EXERCISE TASK:
Return the listing below unchanged, minus its pictures.

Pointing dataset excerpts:
....

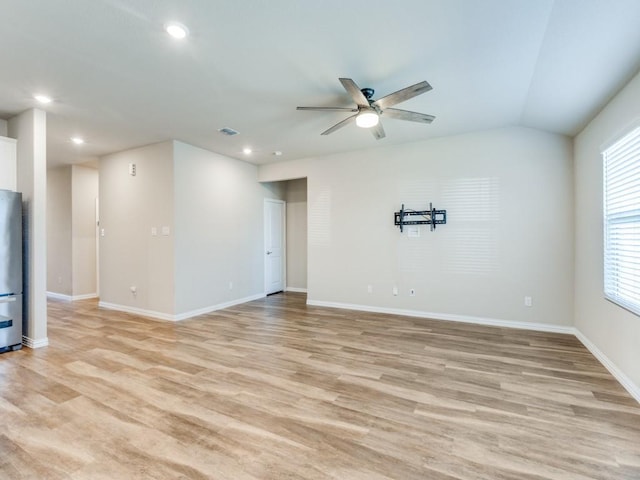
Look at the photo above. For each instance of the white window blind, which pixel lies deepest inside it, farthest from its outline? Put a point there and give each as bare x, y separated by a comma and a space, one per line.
622, 222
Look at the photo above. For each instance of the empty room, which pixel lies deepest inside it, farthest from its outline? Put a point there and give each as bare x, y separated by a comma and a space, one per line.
359, 240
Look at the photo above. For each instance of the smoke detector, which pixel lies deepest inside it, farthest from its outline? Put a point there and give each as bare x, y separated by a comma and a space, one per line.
228, 131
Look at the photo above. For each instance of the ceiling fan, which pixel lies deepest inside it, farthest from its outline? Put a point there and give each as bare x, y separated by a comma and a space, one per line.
368, 111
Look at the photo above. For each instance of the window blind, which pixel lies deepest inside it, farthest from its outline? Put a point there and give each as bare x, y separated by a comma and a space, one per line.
622, 222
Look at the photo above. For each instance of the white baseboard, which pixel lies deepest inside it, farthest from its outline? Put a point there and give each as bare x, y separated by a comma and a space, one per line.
220, 306
625, 381
85, 296
540, 327
181, 316
59, 296
71, 298
31, 343
136, 311
295, 289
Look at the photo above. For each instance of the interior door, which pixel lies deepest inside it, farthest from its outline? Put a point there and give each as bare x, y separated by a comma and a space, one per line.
274, 235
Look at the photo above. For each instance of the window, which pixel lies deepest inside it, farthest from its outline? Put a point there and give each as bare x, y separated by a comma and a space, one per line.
622, 222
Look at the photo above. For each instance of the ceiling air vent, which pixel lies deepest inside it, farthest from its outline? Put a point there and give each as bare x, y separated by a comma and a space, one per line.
228, 131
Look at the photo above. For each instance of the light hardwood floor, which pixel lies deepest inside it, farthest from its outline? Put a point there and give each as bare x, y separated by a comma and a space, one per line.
274, 389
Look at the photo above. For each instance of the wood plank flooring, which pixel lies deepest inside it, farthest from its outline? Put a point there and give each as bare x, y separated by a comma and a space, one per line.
274, 389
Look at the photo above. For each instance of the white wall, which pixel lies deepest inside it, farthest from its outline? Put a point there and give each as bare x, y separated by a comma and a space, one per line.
8, 164
219, 229
296, 198
612, 330
130, 206
509, 199
83, 211
59, 231
30, 129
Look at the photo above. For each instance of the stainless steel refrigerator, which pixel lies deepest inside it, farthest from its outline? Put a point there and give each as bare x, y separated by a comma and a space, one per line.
10, 270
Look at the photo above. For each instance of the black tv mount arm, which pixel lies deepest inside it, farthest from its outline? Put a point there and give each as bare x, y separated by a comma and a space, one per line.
431, 217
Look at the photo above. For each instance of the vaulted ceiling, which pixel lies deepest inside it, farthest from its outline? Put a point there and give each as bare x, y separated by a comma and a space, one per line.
119, 81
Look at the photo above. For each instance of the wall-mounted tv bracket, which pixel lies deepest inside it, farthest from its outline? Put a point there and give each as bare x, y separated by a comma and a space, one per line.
431, 217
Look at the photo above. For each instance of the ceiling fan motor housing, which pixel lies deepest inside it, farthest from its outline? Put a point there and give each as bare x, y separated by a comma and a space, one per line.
368, 93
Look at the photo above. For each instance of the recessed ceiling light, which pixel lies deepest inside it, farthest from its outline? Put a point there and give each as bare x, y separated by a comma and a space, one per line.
176, 30
42, 98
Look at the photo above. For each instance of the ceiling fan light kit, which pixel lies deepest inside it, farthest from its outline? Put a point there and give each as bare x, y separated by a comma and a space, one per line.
368, 111
367, 119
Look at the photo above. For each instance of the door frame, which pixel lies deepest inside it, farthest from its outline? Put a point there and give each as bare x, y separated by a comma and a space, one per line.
283, 261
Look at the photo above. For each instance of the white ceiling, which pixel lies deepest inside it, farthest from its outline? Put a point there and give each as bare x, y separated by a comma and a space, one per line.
120, 81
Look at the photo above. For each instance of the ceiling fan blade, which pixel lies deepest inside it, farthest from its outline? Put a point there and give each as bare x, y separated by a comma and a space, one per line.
402, 95
329, 109
341, 124
353, 90
407, 115
378, 131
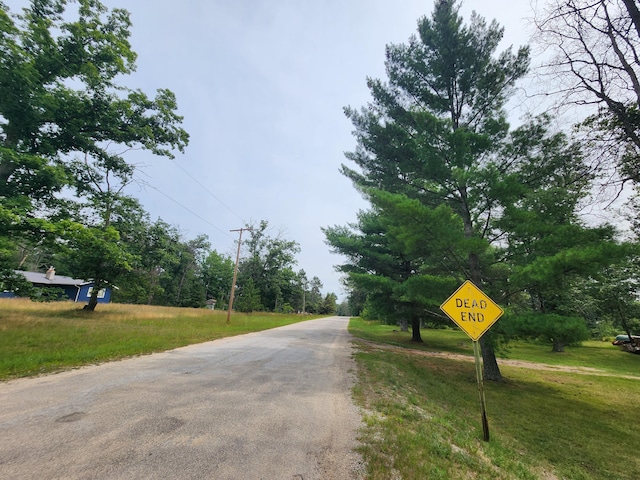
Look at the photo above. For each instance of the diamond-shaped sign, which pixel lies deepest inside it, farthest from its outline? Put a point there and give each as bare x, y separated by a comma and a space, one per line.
472, 310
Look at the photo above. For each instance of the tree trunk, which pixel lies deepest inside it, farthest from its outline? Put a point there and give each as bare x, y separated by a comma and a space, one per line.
404, 325
490, 368
415, 329
93, 300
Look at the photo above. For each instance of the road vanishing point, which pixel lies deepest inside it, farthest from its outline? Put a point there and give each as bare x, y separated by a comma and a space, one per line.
273, 405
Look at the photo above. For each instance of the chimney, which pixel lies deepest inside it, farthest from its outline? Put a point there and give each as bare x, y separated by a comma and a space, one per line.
50, 273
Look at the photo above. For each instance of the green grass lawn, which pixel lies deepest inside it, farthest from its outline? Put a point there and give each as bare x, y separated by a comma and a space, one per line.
39, 338
422, 414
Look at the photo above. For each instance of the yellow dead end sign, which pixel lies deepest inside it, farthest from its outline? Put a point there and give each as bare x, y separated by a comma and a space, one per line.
472, 310
474, 313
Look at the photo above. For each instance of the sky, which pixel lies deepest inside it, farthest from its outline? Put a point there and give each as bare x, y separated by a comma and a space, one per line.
262, 85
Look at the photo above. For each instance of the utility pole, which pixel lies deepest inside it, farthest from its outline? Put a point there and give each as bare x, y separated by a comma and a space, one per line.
235, 272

....

OUTPUT FOR THIS TASK:
Look at the photo above. For each instance of the white window blind, which pixel lies deepest inside it, farthest from its outline? Put a point there and give each as bare x, y separated by a comma and a space, one per line.
622, 222
Look at the photo above. For each instance of the empty room, which pixel lies deepest inside it, farthest from its outline? Put a point there and give each as bare x, y separated by a comma and a space, one per line.
359, 240
Look at the photo above. For each instance of the smoke detector, which pixel lies deepest inside it, farthest from its outline? Put a point there and give each as bare x, y separated by a comma and a space, one per line.
228, 131
Look at the photo above. For each instance of the ceiling fan, which pixel lies deepest inside it, farthest from its outline? Put a point there and give each as bare x, y separated by a comma and a space, one per line.
368, 111
Look at the photo above. For each instance of the window blind, which pixel lies deepest inside it, farthest from its outline? Put a point there and give each as bare x, y separated by a comma and a space, one per line.
622, 222
Look at the photo above. For each instance of the white baseboard, which pixel lies deepest inside it, farthest from its outline? Put a point there and give each as bare x, y separated by a comma and a space, one per line.
220, 306
625, 381
85, 296
540, 327
181, 316
59, 296
71, 298
31, 343
136, 311
295, 289
Look at the photo above. For each instance of the interior door, which pixel lies deepest inside it, farthest from its outline? Put a point there and give each as bare x, y separated by a comma and a space, one per line.
274, 235
Look at the photo above. For each instance of the window, which pixel lies deepest inside it, farthest from its outline? Put a point there and give each as bare x, y separated by a comma and a space, one per line.
622, 222
Look at the photo above. For each instance of the ceiling air vent, which pixel lies deepest inside it, farthest from its outline? Put a point there and give each as bare x, y separated by a comma and a space, one per line.
228, 131
Look at the photo above. For each instance of the light hardwood floor, which pixel lies deepest inside it, farthest from its outline? Put a point there and give each as bare x, y separated by a comma and a space, one per line.
274, 389
Look at the photo above. For each instance of the wood plank flooring, which pixel lies deepest inside it, farthest from its outline? Put a point there and give each as bare x, y separated by a comma and a space, one per line.
274, 389
Look at the photo above. For each instance of the white wall, which pixel lies deepest inside it, farthest from its outline? Put a point there and give each as bare x, y separated by a comma and a space, one per line.
8, 164
219, 229
296, 198
612, 330
130, 206
509, 199
83, 211
59, 231
30, 129
Look at the photo above. For each instance of the stainless steel refrigerator, which pixel lies deepest inside it, farthest from its outline? Put a point there and give each as bare x, y separated by a comma and a space, one per line.
10, 270
Look at the photo above. For each instance of the black tv mount arm, which pixel lies deepest inside it, farthest from its outline? Put a point there and give each as bare x, y separated by a comma and a space, one per line.
431, 217
Look at the photo above. For each instance of the vaulted ceiling, which pixel lies deepest inside it, farthest from its outline? Put a point there and give each as bare x, y separated by a comma and a space, one per line.
119, 81
Look at the photo above. For each instance of the wall-mounted tv bracket, which pixel lies deepest inside it, farthest from its outline? Put a point there and give each as bare x, y separated by a comma and a space, one per line.
431, 217
Look at the photo above. For each instance of the ceiling fan motor housing, which pixel lies deepest inside it, farthest from its outline? Put a point there and give each as bare x, y separated by a comma and a space, one per line.
368, 93
Look at the photo above. For each instance of the recessed ceiling light, which pixel lies deepest inside it, farthest from its outline? Put a point there and give each as bare x, y separated by a comma and a space, one per line.
176, 30
42, 98
Look at the photo above. For each instance of the ceiling fan light kit, which pixel lies deepest inside it, farthest from its outline? Put a point there and give each as bare x, y separated by a comma and a space, one per line.
368, 111
367, 119
Look at the photo above. For each instance of the door frame, which pixel lies deepest inside it, farthest from its outline? Put a point there and give each as bare x, y separated by a comma and a space, one per line.
283, 261
Look at the photo above. For each instance of the white ceiling, which pixel lies deepest inside it, farthest from its outline? Put a point there and give each as bare x, y separated by a comma and a space, one per line.
120, 81
Look at the photo above. For each instance of the ceiling fan blade, which pixel lies deepest inside it, farthest from its outline? Put a point there and give each as bare x, y separated by a comma and a space, one per line.
402, 95
329, 109
341, 124
353, 90
407, 115
378, 131
Look at the photo above. For each instance of the diamond-shaped sign, which pixel lies deepest inside it, farthest from its outline? Put a point there and give each as bare x, y separated by a comma and a space, one per line.
472, 310
Look at the photo above. For each instance of the tree trunk, which pixel lies deepest inside it, farthest from its outline? Put a point there and give each as bare x, y separated by a comma and a space, one per line.
404, 325
490, 368
415, 329
93, 300
Look at the photo above. For each instance of the road vanishing point, which pixel lies deepest inside it, farthest from its outline? Put a point there and give each as bare x, y separated by a comma and a space, one per line.
273, 405
Look at the photo above. For each instance of the chimney, which pixel lies deepest inside it, farthest from its outline? Put a point there and give each as bare x, y separated by a comma and a space, one per line.
50, 273
Look at the photo above. For each instance of the green grass lawn, which pixel lies deepest inside it, farthest from its outline? Put a point there and give each as bare x, y separated by a comma and a space, one per line.
39, 338
422, 414
Look at the photo above. For each instance of the yellow dead end sign, which pixel lies deepest inside it, farthest from its outline? Put a point there and give each as bare x, y separated by a comma and a space, one per line.
472, 310
474, 313
Look at the photo above. For each instance of the sky, which pixel lies deepest inside it, farthest from its outline? Put a point there and give each as bare x, y separated by a comma and a space, one per line.
262, 85
Look at the photo above. For each instance of the utility pole, which pixel lies deepest inside it, farthest from its outline? Put a point there and give each as bare x, y separated by a comma and a space, one per line.
235, 272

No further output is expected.